Exercise input
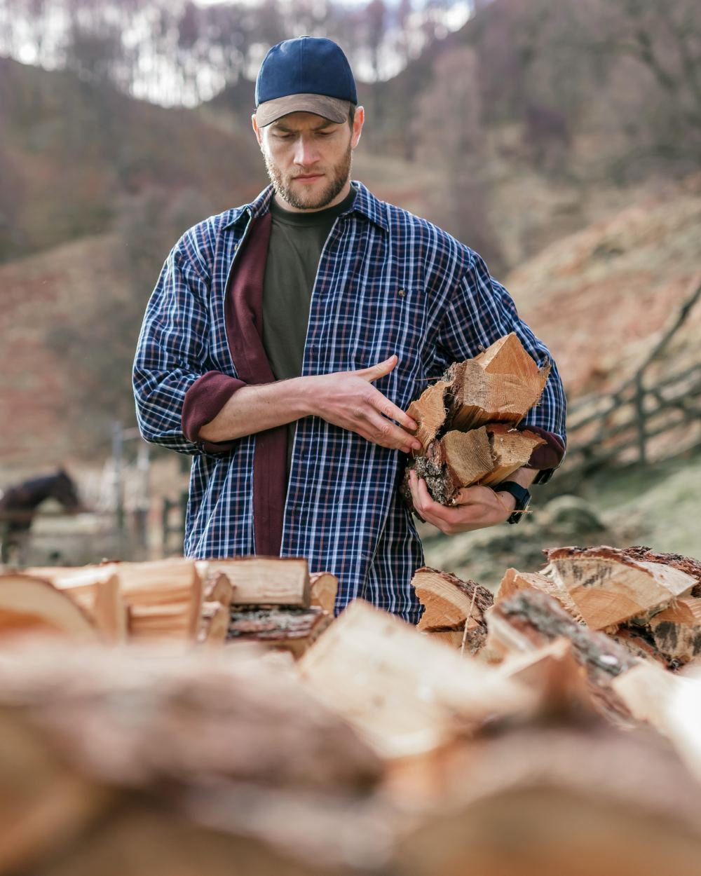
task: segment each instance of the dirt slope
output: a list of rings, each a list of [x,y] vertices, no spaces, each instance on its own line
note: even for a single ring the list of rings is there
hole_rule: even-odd
[[[699,271],[701,177],[551,244],[506,285],[578,396],[606,390],[634,369],[690,284],[701,281]],[[700,332],[697,306],[669,355],[697,358],[692,343]]]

Requirement
Render every line of the entries above as a JSON list of strings, one string per line, skipping blank lines and leaving out the pictures.

Response
[
  "task: segment each instance of the dirt slope",
  "output: a list of rings, each a list of [x,y] vertices, no spaces, each instance on its own line",
  "note: even for a single ring the list of rings is there",
  "hole_rule: even-odd",
  "[[[699,271],[701,177],[551,244],[506,285],[578,396],[606,390],[634,369],[690,284],[701,281]],[[700,332],[697,306],[669,355],[697,358],[692,343]]]"
]